> **JOB A**
In the forum thread on the moment of inertia, what centroids had the first poster already calculated?

** BEGIN EXCERPTED PASSAGE **

# Calculating the moment of Interia

1. Nov 9, 2009

### PenTrik

1. The problem statement, all variables and given/known data
Prove that the moment of inertia of the same region about the x-axis, Ixx, is given by bh^3/21

where y = h(x/b)^2

2. Relevant equations

$$\int(y^2*dA)$$

3. The attempt at a solution

so I first figure that dA has to equal
$$h(x/b)^2 * dx$$
and that y has to equal
$$h^2 * (x/b)^4$$

so when I put it into the intergral, I get something along the lines of
$$\int(h(\frac{x}{b})^2 * h(\frac{x}{b}) ^ 2 * h(\frac{x}{b})*dx)$$
from 0 to b

except when I calculate it out, I get a solution of
$$\frac{h^3*b}{7}$$

$$\frac{h^3*b}{21}$$

somehow I am missing a 1/3.

if it at all helps, I've already calculated the centroids to be <0.75b, .3h>

Last edited: Nov 9, 2009
2. Nov 10, 2009

### phyzmatix

Set dA = dydx and evaluate a double integral over the given region (you have the limits of x as well as y). Remember to first evaluate with respect to the variable limits (your "inner integral") and then with respect to constants (your "outer integral" should have constant limits). That will give you the right answer.

3. Nov 10, 2009

### PenTrik

Ah uh, would my limit for dx be from 0 to b, and for dy to go from 0 to y=h(x/b)^2?

4. Nov 10, 2009

### phyzmatix

Think you made a typo (should be h(x/b)^2) but that is exactly right

EDIT: As I was replying, you fixed it

5. Nov 10, 2009

### PenTrik

Holy ****, I get this now.
Thank you much.

6. Nov 10, 2009

### phyzmatix

HAHAHA!!! Glad to be of help! You see, you can do it

** END EXCERPTED PASSAGE **
** BEGIN AVAILABLE DATA **

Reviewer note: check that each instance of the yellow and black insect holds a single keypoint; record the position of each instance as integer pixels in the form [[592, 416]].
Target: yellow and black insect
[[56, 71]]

** END AVAILABLE DATA **
** BEGIN AVAILABLE DATA **

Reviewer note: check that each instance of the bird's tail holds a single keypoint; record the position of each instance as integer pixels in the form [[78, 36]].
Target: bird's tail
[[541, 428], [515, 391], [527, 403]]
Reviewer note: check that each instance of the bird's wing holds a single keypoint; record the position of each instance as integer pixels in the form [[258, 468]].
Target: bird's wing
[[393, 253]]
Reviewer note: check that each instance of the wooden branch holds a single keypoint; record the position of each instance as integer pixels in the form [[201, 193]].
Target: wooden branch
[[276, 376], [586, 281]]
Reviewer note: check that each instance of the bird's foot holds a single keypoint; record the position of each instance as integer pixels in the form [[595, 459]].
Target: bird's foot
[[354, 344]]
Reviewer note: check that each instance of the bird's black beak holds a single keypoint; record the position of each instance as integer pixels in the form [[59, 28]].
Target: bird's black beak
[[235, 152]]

** END AVAILABLE DATA **

> **JOB B**
Rewrite the part of the records that starts with the line containing "Reviewer note: check that each instance of the wooden" and ends with the line containing "[[235, 152]]", both lines included, requests and all. Multiply every coordinate in the answers by 1.5 and round to whole numbers, with halves going up, and return only those lines.

> **COMPLETE OUTPUT A**
<0.75b, .3h>

> **COMPLETE OUTPUT B**
Reviewer note: check that each instance of the wooden branch holds a single keypoint; record the position of each instance as integer pixels in the form [[201, 193]].
Target: wooden branch
[[414, 564], [879, 422]]
Reviewer note: check that each instance of the bird's foot holds a single keypoint; record the position of each instance as integer pixels in the form [[595, 459]].
Target: bird's foot
[[531, 516]]
Reviewer note: check that each instance of the bird's black beak holds a single keypoint; record the position of each instance as integer pixels in the form [[59, 28]].
Target: bird's black beak
[[353, 228]]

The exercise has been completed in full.